GOAL - Put each of the rows below into a JSON list of strings with one string per line. Leave out blank lines.

— START OF EXERCISE INPUTS —

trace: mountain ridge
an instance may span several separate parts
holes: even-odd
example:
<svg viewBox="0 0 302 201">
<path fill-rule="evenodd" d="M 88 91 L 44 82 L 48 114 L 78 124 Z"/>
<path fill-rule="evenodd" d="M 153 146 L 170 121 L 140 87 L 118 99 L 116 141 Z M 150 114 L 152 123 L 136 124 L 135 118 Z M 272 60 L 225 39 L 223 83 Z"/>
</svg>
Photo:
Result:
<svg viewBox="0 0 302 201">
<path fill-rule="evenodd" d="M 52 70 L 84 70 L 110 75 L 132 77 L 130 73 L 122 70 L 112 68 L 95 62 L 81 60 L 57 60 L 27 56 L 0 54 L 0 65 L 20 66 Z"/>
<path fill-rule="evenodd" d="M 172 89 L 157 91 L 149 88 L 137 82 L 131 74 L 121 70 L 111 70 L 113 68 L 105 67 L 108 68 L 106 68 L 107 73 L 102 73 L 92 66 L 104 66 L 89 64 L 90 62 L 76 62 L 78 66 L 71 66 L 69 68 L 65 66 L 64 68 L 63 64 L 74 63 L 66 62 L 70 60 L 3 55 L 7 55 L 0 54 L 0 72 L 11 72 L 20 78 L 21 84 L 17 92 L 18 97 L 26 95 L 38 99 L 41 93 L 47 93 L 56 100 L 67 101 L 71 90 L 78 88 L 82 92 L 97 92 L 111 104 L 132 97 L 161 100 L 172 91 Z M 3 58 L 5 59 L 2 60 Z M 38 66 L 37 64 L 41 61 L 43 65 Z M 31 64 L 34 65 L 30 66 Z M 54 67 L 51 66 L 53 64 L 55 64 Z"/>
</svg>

— END OF EXERCISE INPUTS —

THE REPLY -
[
  "trace: mountain ridge",
  "an instance may span several separate parts",
  "holes: even-odd",
  "example:",
  "<svg viewBox=\"0 0 302 201\">",
  "<path fill-rule=\"evenodd\" d=\"M 88 91 L 44 82 L 48 114 L 78 124 Z\"/>",
  "<path fill-rule=\"evenodd\" d=\"M 153 146 L 170 121 L 140 87 L 118 99 L 116 141 Z M 150 114 L 152 123 L 136 124 L 135 118 Z M 272 60 L 225 39 L 223 83 Z\"/>",
  "</svg>",
  "Photo:",
  "Result:",
  "<svg viewBox=\"0 0 302 201\">",
  "<path fill-rule=\"evenodd\" d=\"M 52 70 L 84 70 L 110 75 L 132 77 L 130 73 L 122 70 L 112 68 L 95 62 L 81 60 L 57 60 L 27 56 L 0 54 L 0 65 L 20 66 Z\"/>",
  "<path fill-rule=\"evenodd\" d=\"M 172 89 L 157 91 L 149 88 L 137 82 L 131 74 L 121 70 L 111 70 L 113 68 L 105 67 L 108 68 L 106 68 L 107 73 L 102 73 L 92 66 L 104 66 L 89 64 L 90 62 L 76 62 L 78 66 L 71 66 L 69 68 L 65 66 L 64 68 L 63 64 L 74 63 L 66 62 L 70 60 L 3 55 L 7 55 L 0 54 L 0 72 L 11 72 L 20 78 L 21 84 L 17 92 L 18 97 L 26 95 L 38 99 L 41 93 L 47 93 L 56 100 L 67 101 L 71 90 L 78 88 L 82 92 L 97 92 L 111 104 L 132 97 L 161 100 L 172 91 Z M 3 58 L 5 59 L 2 60 Z M 38 66 L 37 64 L 41 61 L 43 65 Z M 31 64 L 34 65 L 30 66 Z M 54 67 L 51 66 L 53 64 L 55 64 Z\"/>",
  "</svg>"
]